→ **Entries from a point annotation set**
----------------------------------------

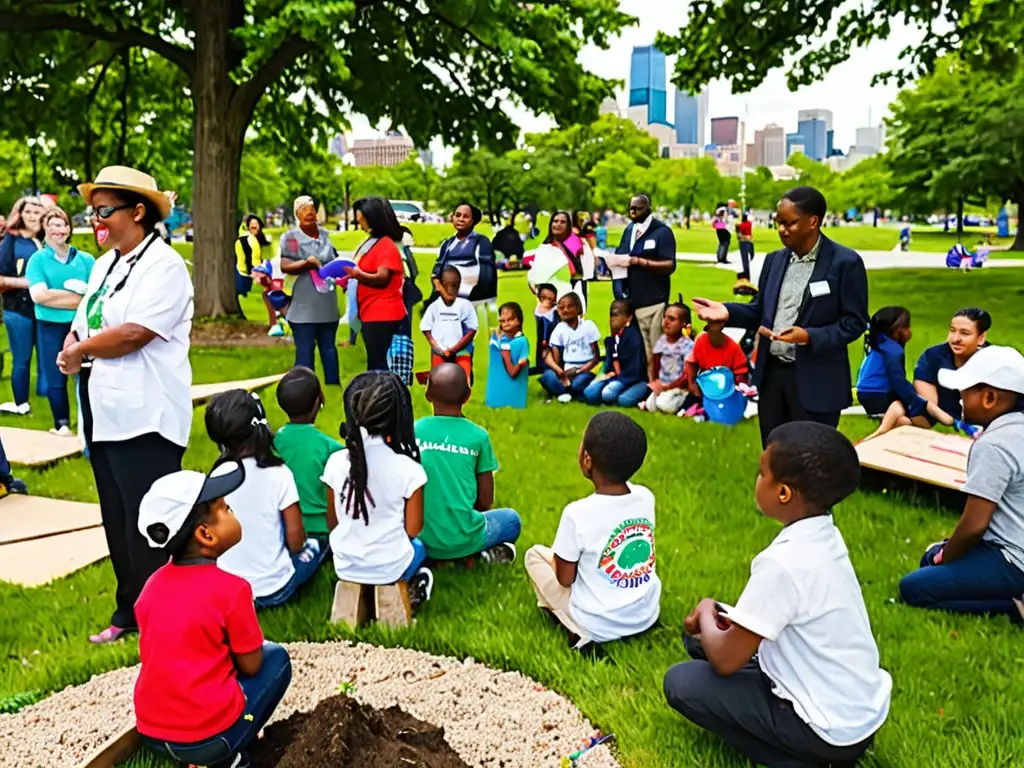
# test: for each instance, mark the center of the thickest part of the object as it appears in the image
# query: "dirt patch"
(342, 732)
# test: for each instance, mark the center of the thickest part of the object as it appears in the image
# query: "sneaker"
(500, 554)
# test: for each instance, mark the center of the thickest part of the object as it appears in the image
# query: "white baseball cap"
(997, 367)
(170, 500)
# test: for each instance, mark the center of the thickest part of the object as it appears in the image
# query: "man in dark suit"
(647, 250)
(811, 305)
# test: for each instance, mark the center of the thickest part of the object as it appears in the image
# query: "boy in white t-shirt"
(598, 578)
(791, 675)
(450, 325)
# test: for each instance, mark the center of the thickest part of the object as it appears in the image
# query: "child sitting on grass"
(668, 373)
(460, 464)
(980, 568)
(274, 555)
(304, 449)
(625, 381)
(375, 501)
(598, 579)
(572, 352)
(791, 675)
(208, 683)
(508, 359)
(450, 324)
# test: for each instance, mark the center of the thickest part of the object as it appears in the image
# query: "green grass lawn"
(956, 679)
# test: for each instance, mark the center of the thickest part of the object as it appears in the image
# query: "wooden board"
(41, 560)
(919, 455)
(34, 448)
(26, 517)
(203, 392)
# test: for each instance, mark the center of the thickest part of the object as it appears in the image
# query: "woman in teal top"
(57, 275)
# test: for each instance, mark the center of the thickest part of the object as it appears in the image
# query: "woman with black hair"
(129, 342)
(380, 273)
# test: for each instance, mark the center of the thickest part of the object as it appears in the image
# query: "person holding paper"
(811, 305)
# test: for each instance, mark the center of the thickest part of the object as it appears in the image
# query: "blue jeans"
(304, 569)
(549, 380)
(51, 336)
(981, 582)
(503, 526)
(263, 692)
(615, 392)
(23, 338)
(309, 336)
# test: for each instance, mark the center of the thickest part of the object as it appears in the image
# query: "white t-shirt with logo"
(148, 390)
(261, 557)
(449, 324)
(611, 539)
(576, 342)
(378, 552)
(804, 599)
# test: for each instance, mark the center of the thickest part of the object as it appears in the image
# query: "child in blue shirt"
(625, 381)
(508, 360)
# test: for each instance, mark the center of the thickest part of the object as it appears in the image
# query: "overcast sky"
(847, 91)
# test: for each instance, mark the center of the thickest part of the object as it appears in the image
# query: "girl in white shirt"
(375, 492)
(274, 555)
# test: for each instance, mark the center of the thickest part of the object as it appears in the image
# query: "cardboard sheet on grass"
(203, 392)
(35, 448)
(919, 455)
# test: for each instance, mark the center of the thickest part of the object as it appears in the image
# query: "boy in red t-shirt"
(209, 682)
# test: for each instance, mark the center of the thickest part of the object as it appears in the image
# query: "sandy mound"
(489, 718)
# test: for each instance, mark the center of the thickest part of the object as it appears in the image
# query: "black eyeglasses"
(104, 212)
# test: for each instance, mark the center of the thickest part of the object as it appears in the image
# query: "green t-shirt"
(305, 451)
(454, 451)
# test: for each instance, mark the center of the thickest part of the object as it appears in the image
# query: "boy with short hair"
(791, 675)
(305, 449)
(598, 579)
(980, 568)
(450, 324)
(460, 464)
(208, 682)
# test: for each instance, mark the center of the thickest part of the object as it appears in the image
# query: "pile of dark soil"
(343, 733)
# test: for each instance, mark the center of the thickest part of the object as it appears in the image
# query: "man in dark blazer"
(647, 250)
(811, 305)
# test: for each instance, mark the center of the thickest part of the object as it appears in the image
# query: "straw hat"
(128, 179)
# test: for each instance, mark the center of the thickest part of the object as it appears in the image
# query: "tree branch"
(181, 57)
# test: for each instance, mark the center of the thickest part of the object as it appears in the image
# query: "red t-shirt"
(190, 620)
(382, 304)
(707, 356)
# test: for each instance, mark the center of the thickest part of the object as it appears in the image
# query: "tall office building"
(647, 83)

----------------------------------------

→ **Exercise details**
Pick out every line in the records that contains the string "shirt" and copy each one.

→ **Result of this exercise**
# query: "boy in white t-shirt"
# query: "white t-shirt with logo"
# query: "child in blue shirt"
# query: "girl in white shirt"
# query: "boy in red t-shirt"
# query: "green t-shirt"
# query: "red t-shirt"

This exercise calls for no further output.